§ How to complete this task
Among the entries below, take the line with "Target: crusty bread slice" and the line with "Each instance of the bread crumb", and output them and every line between them exactly, with nothing else.

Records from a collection
==*==
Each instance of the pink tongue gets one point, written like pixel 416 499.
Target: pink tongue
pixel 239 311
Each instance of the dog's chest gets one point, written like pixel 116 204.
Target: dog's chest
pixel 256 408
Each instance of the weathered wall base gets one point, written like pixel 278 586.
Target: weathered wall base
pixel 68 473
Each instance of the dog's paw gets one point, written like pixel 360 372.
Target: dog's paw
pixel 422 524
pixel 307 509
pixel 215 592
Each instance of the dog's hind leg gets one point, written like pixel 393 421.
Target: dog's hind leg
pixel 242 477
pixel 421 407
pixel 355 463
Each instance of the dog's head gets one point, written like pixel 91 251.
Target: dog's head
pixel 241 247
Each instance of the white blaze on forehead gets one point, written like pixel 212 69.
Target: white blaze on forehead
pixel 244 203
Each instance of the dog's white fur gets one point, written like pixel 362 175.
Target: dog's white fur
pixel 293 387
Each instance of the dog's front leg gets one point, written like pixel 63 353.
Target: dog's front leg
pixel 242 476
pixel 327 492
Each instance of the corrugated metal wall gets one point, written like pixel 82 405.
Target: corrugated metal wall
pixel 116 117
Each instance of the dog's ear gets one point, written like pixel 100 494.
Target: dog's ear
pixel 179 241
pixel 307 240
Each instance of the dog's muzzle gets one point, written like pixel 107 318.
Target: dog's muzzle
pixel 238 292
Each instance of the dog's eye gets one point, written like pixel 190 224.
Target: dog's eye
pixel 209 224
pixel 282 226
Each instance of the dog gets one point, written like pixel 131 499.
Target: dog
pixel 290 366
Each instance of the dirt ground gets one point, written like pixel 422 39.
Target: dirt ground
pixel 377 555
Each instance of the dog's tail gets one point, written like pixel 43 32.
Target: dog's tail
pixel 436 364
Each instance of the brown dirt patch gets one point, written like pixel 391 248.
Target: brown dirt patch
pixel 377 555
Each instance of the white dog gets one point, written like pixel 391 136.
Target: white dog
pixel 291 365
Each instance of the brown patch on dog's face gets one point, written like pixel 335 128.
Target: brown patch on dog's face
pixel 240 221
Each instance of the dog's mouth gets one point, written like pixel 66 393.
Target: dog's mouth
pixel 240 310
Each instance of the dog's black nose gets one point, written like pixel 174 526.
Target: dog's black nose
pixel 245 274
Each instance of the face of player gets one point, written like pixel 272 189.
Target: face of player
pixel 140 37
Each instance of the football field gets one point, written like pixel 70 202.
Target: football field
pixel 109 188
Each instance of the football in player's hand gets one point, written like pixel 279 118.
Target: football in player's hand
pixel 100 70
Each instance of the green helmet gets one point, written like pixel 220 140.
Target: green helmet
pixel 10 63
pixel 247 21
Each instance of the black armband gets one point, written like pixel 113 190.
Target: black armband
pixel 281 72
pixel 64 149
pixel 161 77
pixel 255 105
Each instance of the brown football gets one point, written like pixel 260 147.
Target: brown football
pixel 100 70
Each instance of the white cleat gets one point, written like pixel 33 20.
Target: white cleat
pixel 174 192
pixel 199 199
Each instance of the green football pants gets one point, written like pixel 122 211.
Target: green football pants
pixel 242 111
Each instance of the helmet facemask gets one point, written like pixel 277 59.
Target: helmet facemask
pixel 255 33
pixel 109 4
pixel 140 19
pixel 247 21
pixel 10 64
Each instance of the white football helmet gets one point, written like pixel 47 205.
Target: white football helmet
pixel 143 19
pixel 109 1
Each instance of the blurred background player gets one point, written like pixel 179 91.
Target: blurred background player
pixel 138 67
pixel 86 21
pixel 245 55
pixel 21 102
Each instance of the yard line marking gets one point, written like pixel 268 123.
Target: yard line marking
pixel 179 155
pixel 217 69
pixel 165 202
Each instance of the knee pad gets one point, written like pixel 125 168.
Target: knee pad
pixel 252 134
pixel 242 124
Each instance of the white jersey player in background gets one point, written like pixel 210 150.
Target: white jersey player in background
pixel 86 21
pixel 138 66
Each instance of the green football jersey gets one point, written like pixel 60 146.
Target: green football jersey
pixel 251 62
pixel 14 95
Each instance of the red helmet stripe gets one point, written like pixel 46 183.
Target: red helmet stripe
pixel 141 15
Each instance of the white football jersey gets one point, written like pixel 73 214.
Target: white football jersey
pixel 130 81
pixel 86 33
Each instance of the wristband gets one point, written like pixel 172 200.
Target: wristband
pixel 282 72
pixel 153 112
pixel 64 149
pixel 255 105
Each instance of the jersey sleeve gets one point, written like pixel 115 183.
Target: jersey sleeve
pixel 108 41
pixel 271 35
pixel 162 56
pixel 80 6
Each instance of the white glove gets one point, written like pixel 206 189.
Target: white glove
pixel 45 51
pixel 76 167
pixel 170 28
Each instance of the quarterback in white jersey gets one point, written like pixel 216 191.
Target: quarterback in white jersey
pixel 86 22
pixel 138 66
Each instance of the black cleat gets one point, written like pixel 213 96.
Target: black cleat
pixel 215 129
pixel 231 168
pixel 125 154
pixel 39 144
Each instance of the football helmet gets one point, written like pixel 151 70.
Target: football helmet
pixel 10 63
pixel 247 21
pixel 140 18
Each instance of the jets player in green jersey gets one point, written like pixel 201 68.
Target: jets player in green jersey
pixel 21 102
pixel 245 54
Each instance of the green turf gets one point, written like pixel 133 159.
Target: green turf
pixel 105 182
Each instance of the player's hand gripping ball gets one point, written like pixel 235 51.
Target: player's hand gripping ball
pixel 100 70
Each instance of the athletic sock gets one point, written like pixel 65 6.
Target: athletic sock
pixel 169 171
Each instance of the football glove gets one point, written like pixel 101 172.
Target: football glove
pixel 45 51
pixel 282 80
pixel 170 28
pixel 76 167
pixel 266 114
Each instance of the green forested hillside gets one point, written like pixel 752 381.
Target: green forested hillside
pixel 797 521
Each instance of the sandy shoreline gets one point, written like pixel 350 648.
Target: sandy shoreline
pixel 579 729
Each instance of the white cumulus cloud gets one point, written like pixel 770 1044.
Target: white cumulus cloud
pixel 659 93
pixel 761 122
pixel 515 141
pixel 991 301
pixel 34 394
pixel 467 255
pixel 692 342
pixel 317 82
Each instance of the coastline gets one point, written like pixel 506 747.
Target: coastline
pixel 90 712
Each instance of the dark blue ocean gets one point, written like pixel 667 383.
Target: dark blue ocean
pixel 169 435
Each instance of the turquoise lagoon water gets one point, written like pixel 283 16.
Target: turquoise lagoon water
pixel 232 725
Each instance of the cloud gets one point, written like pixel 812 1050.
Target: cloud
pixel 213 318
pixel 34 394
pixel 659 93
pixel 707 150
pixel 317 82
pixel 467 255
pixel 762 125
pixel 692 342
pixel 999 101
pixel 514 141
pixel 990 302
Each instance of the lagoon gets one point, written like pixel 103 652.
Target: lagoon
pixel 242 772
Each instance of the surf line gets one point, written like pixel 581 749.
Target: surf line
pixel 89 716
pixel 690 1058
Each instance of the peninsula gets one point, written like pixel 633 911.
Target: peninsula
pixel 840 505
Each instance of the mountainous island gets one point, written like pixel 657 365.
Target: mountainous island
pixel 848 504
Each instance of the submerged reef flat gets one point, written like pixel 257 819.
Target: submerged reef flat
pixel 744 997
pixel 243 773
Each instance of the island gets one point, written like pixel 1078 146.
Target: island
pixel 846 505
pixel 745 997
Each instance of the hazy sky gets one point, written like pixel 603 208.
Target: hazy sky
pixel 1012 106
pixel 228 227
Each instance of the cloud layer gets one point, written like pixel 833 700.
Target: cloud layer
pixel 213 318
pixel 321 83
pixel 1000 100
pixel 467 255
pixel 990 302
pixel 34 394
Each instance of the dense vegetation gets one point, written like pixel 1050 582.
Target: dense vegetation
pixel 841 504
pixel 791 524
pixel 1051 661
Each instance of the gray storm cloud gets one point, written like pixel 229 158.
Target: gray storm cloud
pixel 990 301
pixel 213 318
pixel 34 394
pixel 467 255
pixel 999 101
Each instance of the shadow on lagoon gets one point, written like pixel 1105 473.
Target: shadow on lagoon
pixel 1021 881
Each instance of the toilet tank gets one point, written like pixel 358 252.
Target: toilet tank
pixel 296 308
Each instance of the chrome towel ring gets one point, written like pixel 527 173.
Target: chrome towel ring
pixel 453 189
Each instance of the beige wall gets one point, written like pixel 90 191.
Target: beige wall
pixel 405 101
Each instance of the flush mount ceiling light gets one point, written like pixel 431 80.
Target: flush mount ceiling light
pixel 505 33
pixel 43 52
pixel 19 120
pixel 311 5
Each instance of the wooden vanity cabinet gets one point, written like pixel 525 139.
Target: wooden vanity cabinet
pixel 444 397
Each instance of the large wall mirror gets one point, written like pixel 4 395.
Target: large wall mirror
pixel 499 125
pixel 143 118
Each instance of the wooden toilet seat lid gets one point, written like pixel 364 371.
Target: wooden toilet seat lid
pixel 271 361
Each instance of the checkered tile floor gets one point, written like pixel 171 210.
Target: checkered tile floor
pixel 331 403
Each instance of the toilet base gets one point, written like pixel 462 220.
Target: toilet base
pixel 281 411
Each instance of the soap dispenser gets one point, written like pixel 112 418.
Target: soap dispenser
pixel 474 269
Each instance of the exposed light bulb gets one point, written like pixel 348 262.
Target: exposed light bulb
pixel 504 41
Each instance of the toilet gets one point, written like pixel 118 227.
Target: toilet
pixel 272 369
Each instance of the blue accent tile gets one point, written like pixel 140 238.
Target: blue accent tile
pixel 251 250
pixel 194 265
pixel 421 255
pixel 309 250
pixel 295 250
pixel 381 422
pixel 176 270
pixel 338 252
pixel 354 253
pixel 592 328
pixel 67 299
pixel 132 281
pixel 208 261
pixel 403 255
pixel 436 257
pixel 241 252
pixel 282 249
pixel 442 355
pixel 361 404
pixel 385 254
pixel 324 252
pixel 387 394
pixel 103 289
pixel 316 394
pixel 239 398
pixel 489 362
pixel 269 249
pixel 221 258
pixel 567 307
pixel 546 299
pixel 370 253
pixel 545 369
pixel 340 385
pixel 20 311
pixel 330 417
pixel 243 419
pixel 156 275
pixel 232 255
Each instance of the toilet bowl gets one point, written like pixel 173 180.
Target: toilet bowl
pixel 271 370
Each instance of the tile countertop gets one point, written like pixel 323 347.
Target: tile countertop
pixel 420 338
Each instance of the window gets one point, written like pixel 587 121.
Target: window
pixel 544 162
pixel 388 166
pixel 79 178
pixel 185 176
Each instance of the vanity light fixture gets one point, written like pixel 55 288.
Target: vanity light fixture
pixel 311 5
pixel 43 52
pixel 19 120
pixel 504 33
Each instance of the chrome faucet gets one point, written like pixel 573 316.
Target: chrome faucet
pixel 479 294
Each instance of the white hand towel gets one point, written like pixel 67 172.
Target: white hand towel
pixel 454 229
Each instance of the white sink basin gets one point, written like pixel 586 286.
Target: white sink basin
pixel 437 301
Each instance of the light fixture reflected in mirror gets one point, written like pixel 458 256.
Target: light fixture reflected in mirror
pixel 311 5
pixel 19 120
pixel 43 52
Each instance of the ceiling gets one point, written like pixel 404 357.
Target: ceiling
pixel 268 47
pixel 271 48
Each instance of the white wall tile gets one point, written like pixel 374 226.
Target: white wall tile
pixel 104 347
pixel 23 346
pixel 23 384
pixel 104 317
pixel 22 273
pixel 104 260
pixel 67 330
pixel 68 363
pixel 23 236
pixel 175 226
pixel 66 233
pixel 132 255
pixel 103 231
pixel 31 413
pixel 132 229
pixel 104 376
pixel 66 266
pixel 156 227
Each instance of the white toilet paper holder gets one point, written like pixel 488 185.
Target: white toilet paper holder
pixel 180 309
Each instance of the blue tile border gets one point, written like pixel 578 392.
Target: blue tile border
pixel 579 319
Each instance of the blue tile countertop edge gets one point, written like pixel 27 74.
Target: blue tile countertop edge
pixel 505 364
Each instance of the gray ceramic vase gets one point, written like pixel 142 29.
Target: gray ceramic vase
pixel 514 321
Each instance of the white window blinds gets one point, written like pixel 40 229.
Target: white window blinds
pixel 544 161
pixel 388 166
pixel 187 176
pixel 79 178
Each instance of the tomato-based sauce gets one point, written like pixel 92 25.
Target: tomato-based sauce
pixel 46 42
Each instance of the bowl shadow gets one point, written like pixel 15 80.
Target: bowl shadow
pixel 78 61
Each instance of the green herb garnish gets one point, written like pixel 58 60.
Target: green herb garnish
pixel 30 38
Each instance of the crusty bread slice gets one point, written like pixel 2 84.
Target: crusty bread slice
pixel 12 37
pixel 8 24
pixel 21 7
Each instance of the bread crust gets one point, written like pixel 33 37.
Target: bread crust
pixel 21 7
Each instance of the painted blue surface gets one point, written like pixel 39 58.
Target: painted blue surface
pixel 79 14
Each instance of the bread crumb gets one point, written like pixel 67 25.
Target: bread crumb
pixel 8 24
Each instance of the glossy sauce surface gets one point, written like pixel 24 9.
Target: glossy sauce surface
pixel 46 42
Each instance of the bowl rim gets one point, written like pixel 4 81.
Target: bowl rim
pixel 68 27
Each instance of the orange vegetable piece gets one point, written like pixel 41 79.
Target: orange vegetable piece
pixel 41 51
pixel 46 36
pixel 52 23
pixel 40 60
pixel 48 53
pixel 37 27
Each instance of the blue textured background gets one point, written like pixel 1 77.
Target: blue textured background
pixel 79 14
==*==
§ Task response
Target: crusty bread slice
pixel 12 37
pixel 8 24
pixel 21 7
Each instance of the bread crust gets one point, written like pixel 33 37.
Target: bread crust
pixel 21 7
Each instance of the painted blue surface gets one point, written like pixel 39 58.
Target: painted blue surface
pixel 79 14
Each instance of the bread crumb gets one point, written like pixel 67 25.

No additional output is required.